» **GESTELLTE AUFGABE A**
Welche Dichte nennt der Textausschnitt zur kinetischen Gastheorie als Beispiel?
» **GESTELLTE AUFGABE B**
Entnimm dem Textausschnitt zur kinetischen Gastheorie wörtlich die Stelle, die bei den Worten „Beitrag Myon Verfasst am: 11.“ beginnt und nach den Worten „liegt mein Denkfehler?“ endet.

Anmeldungsdatum: 04.12.2013
Beiträge: 5866

Beitrag Myon Verfasst am: 11. Mai 2017 15:12    Titel: Re: Verständnisproblem kinetische Gastheorie Antworten mit Zitat

MM95 hat Folgendes geschrieben:
Erhöhe ich nun die Dichte auf z.B. 10^6 Teilchen/cm³, und wäre die durchschnittliche kinetische Energie die gleiche, wie beim Temperaturmessen mit geringer Dichte, so fänden mehr Kollisionen pro Zeit statt und ich würde auch eine höhere Temperatur messen. Ergo hängt die Temperatur von der Dichte UND der durchschnittlichen kinetischen Energie ab. Dann wären aber die Begriffe Druck und Temperatur mehr oder weniger das selbe. Wo liegt mein Denkfehler?

» **DATENSÄTZE**
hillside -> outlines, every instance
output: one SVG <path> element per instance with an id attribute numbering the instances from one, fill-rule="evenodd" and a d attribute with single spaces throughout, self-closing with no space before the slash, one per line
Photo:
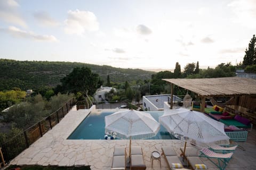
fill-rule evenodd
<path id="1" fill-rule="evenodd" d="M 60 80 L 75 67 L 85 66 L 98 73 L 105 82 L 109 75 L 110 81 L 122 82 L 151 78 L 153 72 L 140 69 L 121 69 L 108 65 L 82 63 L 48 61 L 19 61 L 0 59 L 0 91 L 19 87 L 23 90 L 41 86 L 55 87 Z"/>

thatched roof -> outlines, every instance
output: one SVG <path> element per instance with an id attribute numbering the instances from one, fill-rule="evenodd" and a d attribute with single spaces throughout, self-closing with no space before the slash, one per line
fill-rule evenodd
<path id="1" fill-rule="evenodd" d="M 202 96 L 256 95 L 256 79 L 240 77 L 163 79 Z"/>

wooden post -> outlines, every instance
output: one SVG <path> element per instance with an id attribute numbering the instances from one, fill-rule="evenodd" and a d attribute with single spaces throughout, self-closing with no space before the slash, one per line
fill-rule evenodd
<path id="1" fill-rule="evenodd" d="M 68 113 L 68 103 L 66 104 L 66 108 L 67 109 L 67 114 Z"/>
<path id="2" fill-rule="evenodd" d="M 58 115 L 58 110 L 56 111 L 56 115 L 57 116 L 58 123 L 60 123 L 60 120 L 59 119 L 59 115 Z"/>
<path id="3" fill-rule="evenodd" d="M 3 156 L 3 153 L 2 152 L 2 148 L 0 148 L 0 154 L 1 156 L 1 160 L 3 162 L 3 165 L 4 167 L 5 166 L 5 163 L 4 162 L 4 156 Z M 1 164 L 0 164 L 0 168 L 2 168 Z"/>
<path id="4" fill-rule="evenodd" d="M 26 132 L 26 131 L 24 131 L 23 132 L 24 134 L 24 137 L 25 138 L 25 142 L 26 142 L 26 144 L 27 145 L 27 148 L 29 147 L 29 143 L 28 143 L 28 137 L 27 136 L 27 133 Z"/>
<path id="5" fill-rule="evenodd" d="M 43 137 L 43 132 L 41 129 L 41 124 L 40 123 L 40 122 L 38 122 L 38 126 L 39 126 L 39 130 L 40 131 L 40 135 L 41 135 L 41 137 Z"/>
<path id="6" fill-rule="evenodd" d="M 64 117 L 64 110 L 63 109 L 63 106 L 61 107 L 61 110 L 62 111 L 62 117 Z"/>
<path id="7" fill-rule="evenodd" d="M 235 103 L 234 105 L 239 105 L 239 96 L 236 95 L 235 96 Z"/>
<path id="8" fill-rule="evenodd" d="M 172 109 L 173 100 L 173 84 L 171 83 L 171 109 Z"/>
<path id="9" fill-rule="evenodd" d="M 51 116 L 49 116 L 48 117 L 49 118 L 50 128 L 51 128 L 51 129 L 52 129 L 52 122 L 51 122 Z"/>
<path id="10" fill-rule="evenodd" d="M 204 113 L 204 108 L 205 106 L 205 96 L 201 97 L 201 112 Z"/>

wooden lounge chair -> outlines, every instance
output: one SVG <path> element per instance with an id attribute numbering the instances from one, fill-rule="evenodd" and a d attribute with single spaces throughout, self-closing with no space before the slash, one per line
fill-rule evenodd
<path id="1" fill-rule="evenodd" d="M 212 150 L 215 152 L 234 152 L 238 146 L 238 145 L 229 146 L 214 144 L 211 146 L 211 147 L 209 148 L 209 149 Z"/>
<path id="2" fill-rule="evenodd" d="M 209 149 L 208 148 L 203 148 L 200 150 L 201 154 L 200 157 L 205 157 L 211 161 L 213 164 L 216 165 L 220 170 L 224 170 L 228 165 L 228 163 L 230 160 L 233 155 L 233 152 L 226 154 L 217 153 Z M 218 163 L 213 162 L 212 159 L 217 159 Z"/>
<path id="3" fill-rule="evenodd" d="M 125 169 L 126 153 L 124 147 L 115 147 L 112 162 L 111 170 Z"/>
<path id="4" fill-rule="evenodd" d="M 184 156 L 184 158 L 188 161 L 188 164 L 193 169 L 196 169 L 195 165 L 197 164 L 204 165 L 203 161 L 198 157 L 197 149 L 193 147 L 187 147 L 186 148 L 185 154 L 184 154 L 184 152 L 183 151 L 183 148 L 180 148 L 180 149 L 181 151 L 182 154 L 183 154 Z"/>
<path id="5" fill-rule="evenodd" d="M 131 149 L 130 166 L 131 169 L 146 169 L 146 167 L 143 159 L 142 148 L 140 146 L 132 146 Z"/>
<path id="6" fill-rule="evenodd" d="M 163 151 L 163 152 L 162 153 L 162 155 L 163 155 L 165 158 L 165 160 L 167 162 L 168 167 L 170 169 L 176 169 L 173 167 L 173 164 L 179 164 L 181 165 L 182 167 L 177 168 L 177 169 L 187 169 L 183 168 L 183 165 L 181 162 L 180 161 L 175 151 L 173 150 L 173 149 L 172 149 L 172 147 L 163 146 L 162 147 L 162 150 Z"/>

» **VOLLSTÄNDIGE AUSGABE A**
10^6 Teilchen/cm³.

» **VOLLSTÄNDIGE AUSGABE B**
Beitrag Myon Verfasst am: 11. Mai 2017 15:12    Titel: Re: Verständnisproblem kinetische Gastheorie Antworten mit Zitat

MM95 hat Folgendes geschrieben:
Erhöhe ich nun die Dichte auf z.B. 10^6 Teilchen/cm³, und wäre die durchschnittliche kinetische Energie die gleiche, wie beim Temperaturmessen mit geringer Dichte, so fänden mehr Kollisionen pro Zeit statt und ich würde auch eine höhere Temperatur messen. Ergo hängt die Temperatur von der Dichte UND der durchschnittlichen kinetischen Energie ab. Dann wären aber die Begriffe Druck und Temperatur mehr oder weniger das selbe. Wo liegt mein Denkfehler?